Produce an exact copy of all records below.

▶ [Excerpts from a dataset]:
------------------------

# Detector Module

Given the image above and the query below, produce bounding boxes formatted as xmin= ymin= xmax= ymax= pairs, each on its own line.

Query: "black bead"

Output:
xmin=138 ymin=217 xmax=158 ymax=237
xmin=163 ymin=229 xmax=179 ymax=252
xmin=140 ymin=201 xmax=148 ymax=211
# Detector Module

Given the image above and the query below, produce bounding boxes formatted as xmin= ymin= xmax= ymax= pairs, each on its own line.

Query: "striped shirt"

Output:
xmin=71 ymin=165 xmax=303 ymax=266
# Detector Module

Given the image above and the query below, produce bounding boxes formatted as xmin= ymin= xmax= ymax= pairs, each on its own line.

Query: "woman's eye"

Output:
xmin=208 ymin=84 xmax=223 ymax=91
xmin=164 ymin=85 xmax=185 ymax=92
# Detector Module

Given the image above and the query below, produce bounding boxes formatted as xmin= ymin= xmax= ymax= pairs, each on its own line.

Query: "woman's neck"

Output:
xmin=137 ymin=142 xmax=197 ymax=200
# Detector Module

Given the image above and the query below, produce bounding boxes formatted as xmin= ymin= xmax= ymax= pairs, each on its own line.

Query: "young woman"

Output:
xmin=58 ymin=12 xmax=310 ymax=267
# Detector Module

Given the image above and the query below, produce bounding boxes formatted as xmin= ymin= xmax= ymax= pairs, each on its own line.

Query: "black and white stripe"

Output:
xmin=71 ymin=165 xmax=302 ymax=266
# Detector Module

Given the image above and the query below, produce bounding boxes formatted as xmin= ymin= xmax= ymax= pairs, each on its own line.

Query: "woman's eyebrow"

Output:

------------------------

▶ [EXERCISE SOLUTION]:
# Detector Module

Given the image above and the query below, produce bounding boxes formatted as xmin= ymin= xmax= ymax= pairs, each on its own line.

Query: "black bead"

Output:
xmin=138 ymin=217 xmax=158 ymax=237
xmin=163 ymin=229 xmax=179 ymax=252
xmin=140 ymin=201 xmax=148 ymax=211
# Detector Module

Given the image above and the query below, produce bounding boxes formatted as xmin= ymin= xmax= ymax= pairs, each on its own line.

Query: "striped shirt"

Output:
xmin=71 ymin=165 xmax=303 ymax=266
# Detector Module

Given the image above and the query below, produce bounding boxes formatted as xmin= ymin= xmax= ymax= pairs, each on its own line.

Query: "woman's eye"

Output:
xmin=208 ymin=84 xmax=223 ymax=91
xmin=164 ymin=85 xmax=185 ymax=92
# Detector Module

Given the image above and the query below, produce bounding boxes formatted as xmin= ymin= xmax= ymax= pairs, each on its own line.

Query: "woman's neck"

Output:
xmin=137 ymin=142 xmax=197 ymax=200
# Detector Module

Given the image above and the query below, produce bounding boxes formatted as xmin= ymin= xmax= ymax= pairs, each on its own line.

Query: "young woman"

Output:
xmin=58 ymin=12 xmax=310 ymax=267
# Detector Module

Given the image above and the query below, produce bounding boxes formatted as xmin= ymin= xmax= ymax= pairs, each on its own line.

Query: "black and white stripe"

Output:
xmin=71 ymin=165 xmax=302 ymax=266
# Detector Module

Given the image above and the query below, produce bounding boxes formatted as xmin= ymin= xmax= ymax= pairs, each on its own line.

Query: "woman's eyebrow"

Output:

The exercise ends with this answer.